**REQUISITOS DO EXERCÍCIO**.
- A) Você pode reescrever o texto sobre a cobrança de direitos autorais pelo Ecad entre "Recentemente, foi noticiada" e "ou finalidade lucrativa.", inclusive, alterando "festa de casamento" para "cerimônia de casamento"?
- B) Você pode dar sequência ao texto sobre a cobrança de direitos autorais pelo Ecad a partir do ponto em que ele termina?

**TRECHO CITADO**.
· · · · · · ·

Recentemente, foi noticiada a concessão de liminar, em Sorocaba, liberando um casal do recolhimento da taxa de direitos autorais ao Ecad — Escritório Central de Arrecadação e Distribuição. Referida liminar foi deferida sob o argumento de que a cobrança é indevida uma vez que a festa de casamento não possui intuito econômico ou finalidade lucrativa.

Em que pese o fundamento da decisão do magistrado, para a melhor avaliação da aplicabilidade da cobrança de direitos autorais em casos desse tipo, há que se apreciar o que a legislação pertinente prevê em relação à execução pública em locais de freqüência coletiva.

A Lei de Direitos Autorais — Lei 9.610/98 estabelece em seu artigo 68, parágrafos 2º e 3º, transcrito abaixo, que toda execução pública em locais de freqüência coletiva deverá ser precedida de autorização expressa dos respectivos titulares de direitos autorais:

"Art. 68 Sem prévia e expressa autorização do autor ou titular, não poderão ser utilizadas obras teatrais, composições musicais ou lítero-musicais e fonogramas, em representações e execuções públicas.

· · · · · · ·

**DADOS FORNECIDOS**.
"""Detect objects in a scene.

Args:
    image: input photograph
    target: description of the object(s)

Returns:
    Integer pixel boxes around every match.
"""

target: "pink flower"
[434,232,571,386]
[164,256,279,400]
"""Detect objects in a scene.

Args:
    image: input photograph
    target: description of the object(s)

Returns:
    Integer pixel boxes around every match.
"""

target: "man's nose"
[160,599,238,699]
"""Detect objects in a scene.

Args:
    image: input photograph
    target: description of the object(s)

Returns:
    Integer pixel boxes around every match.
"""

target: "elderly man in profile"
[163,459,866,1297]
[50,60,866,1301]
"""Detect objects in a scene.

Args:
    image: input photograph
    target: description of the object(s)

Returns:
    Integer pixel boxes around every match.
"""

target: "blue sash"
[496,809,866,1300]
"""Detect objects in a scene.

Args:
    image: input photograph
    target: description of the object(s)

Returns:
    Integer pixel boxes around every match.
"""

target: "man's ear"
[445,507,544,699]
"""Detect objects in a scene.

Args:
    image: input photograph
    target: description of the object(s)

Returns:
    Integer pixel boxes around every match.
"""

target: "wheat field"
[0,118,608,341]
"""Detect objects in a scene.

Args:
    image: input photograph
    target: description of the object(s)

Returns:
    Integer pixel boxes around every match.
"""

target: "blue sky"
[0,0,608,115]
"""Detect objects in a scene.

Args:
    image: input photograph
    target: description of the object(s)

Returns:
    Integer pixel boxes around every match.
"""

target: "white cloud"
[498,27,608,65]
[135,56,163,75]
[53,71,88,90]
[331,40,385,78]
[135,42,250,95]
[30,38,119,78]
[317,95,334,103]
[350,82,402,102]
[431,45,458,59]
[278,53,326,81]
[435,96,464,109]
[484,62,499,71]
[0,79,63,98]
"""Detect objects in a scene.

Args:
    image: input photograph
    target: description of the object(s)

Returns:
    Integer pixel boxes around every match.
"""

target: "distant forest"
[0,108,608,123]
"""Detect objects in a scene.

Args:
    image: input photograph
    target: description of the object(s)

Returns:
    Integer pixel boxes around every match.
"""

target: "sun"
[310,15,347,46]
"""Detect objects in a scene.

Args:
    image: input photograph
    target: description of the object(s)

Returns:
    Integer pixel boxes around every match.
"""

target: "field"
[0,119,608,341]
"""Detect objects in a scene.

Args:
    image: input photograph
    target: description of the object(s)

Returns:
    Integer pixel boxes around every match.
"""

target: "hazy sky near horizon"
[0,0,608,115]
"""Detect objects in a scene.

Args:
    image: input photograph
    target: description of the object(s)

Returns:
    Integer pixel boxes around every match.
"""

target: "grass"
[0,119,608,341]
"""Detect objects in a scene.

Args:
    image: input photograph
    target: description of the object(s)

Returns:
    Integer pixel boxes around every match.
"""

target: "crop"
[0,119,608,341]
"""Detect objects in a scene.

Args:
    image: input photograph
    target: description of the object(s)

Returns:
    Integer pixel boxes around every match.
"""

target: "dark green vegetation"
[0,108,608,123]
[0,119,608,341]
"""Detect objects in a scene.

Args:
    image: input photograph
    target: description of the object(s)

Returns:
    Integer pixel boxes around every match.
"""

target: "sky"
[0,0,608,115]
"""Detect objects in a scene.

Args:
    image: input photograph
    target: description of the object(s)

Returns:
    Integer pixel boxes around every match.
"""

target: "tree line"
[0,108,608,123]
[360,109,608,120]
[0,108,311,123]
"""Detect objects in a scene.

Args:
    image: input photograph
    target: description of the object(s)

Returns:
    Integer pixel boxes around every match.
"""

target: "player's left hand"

· · · · · · ·

**RESPOSTAS POR TAREFA**.
- A)
Recentemente, foi noticiada a concessão de liminar, em Sorocaba, liberando um casal do recolhimento da taxa de direitos autorais ao Ecad — Escritório Central de Arrecadação e Distribuição. Referida liminar foi deferida sob o argumento de que a cobrança é indevida uma vez que a cerimônia de casamento não possui intuito econômico ou finalidade lucrativa.

- B)
§1º Considera-se representação pública a utilização de obras teatrais no gênero drama, tragédia, comédia, ópera, opereta, balé, pantominas e assemelhadas, musicadas ou não, mediante a participação de artistas, remunerados ou não, em locais de freqüência coletiva ou pela radiodifusão, transmissão e exibição cinematográfica.

§ 2º Considera-se execução pública a utilização de composições musicais ou lítero-musicais, mediante a participação de artistas, remunerados ou não, ou a utilização de fonogramas e obras audiovisuais, em locais de freqüência coletiva, por quaisquer processos, inclusive a radiodifusão ou transmissão por qualquer modalidade, e a exibição cinematográfica.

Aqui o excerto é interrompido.